What you should do: An exact transcription of all the data is required, with every image removed.

(Point-per-instance localization data)
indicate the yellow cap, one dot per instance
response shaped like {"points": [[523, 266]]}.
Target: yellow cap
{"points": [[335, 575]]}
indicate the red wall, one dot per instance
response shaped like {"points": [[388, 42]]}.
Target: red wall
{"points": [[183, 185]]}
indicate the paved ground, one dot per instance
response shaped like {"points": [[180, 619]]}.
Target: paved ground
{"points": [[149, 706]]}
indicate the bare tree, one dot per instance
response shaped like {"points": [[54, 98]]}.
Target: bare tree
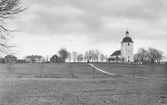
{"points": [[41, 68], [63, 53], [69, 56], [74, 55], [142, 55], [80, 57], [97, 54], [8, 10], [102, 57], [154, 55], [86, 56]]}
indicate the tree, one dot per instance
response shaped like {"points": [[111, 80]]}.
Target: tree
{"points": [[8, 10], [74, 55], [154, 55], [151, 55], [63, 53], [69, 56], [80, 57], [102, 57], [142, 55]]}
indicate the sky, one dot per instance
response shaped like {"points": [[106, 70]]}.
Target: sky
{"points": [[81, 25]]}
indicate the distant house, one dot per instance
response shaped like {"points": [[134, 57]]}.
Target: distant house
{"points": [[10, 59], [55, 59], [34, 58], [116, 56]]}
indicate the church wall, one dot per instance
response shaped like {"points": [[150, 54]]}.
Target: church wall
{"points": [[127, 51]]}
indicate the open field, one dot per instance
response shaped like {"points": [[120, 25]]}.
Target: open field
{"points": [[84, 70], [81, 84]]}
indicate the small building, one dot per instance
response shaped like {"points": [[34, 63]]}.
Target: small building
{"points": [[55, 59], [10, 59], [21, 61], [127, 48], [34, 58]]}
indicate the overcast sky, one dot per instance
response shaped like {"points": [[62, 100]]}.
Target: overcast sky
{"points": [[80, 25]]}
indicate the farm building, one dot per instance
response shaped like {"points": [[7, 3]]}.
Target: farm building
{"points": [[55, 59], [34, 58], [2, 60], [126, 52], [10, 59]]}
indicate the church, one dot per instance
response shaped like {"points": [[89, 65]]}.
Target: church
{"points": [[125, 54]]}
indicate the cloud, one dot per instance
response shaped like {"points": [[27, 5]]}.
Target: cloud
{"points": [[101, 21]]}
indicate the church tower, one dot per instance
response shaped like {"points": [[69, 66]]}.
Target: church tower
{"points": [[127, 48]]}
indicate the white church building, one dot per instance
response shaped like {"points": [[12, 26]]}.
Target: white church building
{"points": [[125, 54]]}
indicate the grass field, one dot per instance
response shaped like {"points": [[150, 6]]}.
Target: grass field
{"points": [[83, 70], [81, 84]]}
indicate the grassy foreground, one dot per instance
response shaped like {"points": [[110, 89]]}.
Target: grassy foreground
{"points": [[80, 84]]}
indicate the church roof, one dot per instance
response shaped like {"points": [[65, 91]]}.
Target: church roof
{"points": [[116, 53], [127, 39]]}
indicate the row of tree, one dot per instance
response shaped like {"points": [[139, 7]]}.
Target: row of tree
{"points": [[89, 56], [151, 55]]}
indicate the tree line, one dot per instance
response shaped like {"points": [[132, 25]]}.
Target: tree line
{"points": [[150, 55], [88, 56]]}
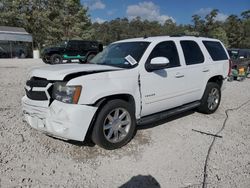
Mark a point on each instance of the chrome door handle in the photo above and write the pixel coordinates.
(179, 75)
(205, 70)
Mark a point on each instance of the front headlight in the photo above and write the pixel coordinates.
(67, 94)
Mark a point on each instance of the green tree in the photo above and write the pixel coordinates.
(235, 31)
(48, 21)
(246, 27)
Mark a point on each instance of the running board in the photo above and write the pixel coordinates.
(168, 113)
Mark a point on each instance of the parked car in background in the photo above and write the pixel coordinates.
(131, 82)
(240, 58)
(71, 50)
(3, 53)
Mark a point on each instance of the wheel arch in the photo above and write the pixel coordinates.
(216, 79)
(101, 102)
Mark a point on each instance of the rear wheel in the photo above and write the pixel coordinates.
(56, 59)
(211, 98)
(115, 125)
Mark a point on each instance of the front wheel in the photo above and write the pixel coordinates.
(211, 98)
(115, 125)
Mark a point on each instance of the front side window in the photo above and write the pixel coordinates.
(115, 54)
(166, 49)
(216, 50)
(192, 52)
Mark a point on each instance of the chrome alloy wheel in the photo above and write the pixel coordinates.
(117, 125)
(213, 99)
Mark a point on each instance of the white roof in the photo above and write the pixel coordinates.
(163, 38)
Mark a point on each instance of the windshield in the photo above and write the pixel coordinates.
(125, 55)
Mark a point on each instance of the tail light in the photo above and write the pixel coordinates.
(230, 67)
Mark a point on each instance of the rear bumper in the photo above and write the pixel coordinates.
(65, 121)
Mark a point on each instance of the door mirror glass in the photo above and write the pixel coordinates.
(157, 63)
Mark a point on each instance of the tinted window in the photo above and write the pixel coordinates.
(192, 52)
(168, 50)
(73, 45)
(215, 50)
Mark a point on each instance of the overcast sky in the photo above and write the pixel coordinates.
(179, 11)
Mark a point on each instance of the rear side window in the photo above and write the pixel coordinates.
(216, 50)
(192, 52)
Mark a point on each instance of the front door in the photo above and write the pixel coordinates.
(163, 89)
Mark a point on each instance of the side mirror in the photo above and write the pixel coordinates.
(157, 63)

Written reply:
indicate the yellow cap, one dot per instance
response shaped like {"points": [[523, 266]]}.
Target: yellow cap
{"points": [[335, 575]]}
indicate the red wall, one dot per instance
response shaped like {"points": [[388, 42]]}.
Target: red wall
{"points": [[183, 185]]}
indicate the paved ground, one dot per instance
response shaped like {"points": [[180, 619]]}.
Target: paved ground
{"points": [[149, 706]]}
indicate the bare tree, one dot per instance
response shaped like {"points": [[54, 98]]}.
Target: bare tree
{"points": [[41, 68], [63, 53], [69, 56], [74, 55], [142, 55], [80, 57], [97, 54], [8, 10], [102, 57], [154, 55], [86, 56]]}
indicate the tree, one dot per instance
response shaped like {"points": [[111, 80]]}.
Target: tree
{"points": [[8, 10], [74, 55], [154, 55], [151, 55], [63, 53], [69, 56], [80, 57], [102, 57], [142, 55]]}
indicate the sky, one dot per instance
response shaped like {"points": [[106, 70]]}.
Target: sky
{"points": [[81, 25]]}
indicate the distant house, one dot per instance
response shaped like {"points": [[134, 57]]}.
Target: distant house
{"points": [[10, 59], [55, 59], [34, 58], [116, 56]]}
indicate the church wall, one dot per instance
response shaped like {"points": [[150, 54]]}.
Target: church wall
{"points": [[127, 51]]}
indicate the open field, one dot per instance
response shaped like {"points": [[120, 25]]}.
Target: open field
{"points": [[84, 70], [81, 84]]}
indicate the small building, one dot per instance
response shaped like {"points": [[34, 63]]}.
Target: small building
{"points": [[55, 59], [10, 59], [21, 61], [127, 48], [34, 58]]}
indicate the overcast sky, one dot per instance
response shaped like {"points": [[62, 100]]}.
Target: overcast sky
{"points": [[80, 25]]}
indicate the farm building, one dot per instance
response shaped like {"points": [[7, 3]]}.
Target: farm building
{"points": [[55, 59], [34, 58], [2, 60], [126, 52], [10, 59]]}
indicate the church, one dot per instance
response shaped like {"points": [[89, 65]]}.
Target: church
{"points": [[125, 54]]}
indicate the cloud, one dot per instance
response shaped like {"points": [[27, 5]]}.
Target: cloud
{"points": [[101, 21]]}
indicate the church tower, one dot per instance
response shaped like {"points": [[69, 66]]}.
Target: church tower
{"points": [[127, 48]]}
indicate the white church building, one dot per instance
response shaped like {"points": [[12, 26]]}.
Target: white church building
{"points": [[125, 54]]}
indicate the grass field, one dot per instance
response shaped like {"points": [[150, 6]]}.
Target: grass field
{"points": [[83, 70], [81, 84]]}
indicate the grassy foreground, one dot per instance
response shaped like {"points": [[110, 89]]}.
Target: grassy foreground
{"points": [[80, 84]]}
indicate the church roof, one dot per instance
response shaped like {"points": [[65, 91]]}.
Target: church roof
{"points": [[116, 53], [127, 39]]}
indicate the row of tree, one dot per instance
response shaped like {"points": [[139, 7]]}.
Target: row of tree
{"points": [[89, 56], [151, 55]]}
indicate the tree line, one dot per instance
response shaped like {"points": [[132, 25]]}.
Target: tree line
{"points": [[150, 55], [88, 56]]}
Mark a point on each instance of the chrome door handle in the photo above and write the pixel coordinates.
(179, 75)
(205, 70)
Mark a point on each instance of the front headlight in the photo above and write the pixel coordinates.
(67, 94)
Mark a point on each instance of the green tree in the photo above and write the pixel coordinates.
(235, 31)
(48, 21)
(246, 27)
Mark a point on each instance of the running board in the photo above and write the pixel coordinates.
(168, 113)
Mark a point on each instance of the parked car in background in the photo above and write the pixel coordinates.
(131, 82)
(240, 58)
(71, 50)
(3, 53)
Mark a point on each instance of the wheel arch in the photo above and write the pixel coordinates.
(216, 79)
(101, 102)
Mark a point on each instance of the rear wheel in the photo above and write the pixel coordinates.
(56, 59)
(211, 98)
(115, 125)
Mark a point on each instance of the front wheel in the photo above and write the pixel coordinates.
(211, 98)
(115, 125)
Mark a point on each instance of the front side window in the photo above and write the pixel coordinates.
(115, 54)
(166, 49)
(216, 50)
(192, 52)
Mark a point on each instance of the chrome alloy wheel in the photo above and write the pixel coordinates.
(117, 125)
(213, 99)
Mark a point on each instance of the white roof in the photo above and write the pixel coordinates.
(163, 38)
Mark a point on each instance of the windshield in the photo above and write the pixel coordinates.
(125, 55)
Mark a point on each instance of the tail light in the photo above and write the pixel coordinates.
(230, 67)
Mark a point on each instance of the rear bumper in the photo above and write the pixel coordinates.
(65, 121)
Mark a point on each instance of the door mirror glass in the photo above and write the pixel coordinates.
(157, 63)
Mark a point on each instance of the tinted window in the photo above and write the pixel coordinates.
(192, 52)
(168, 50)
(73, 45)
(215, 50)
Mark a point on each instance of the overcast sky in the photo above and write the pixel coordinates.
(179, 11)
Mark a point on each instance of the rear side window in the photo above and write the pixel coordinates.
(216, 50)
(192, 52)
Mark a point on each instance of the front door in the photo above and write the pixel coordinates.
(163, 89)
Mark a point on each instance of the side mirror in the photo above and write the pixel coordinates.
(157, 63)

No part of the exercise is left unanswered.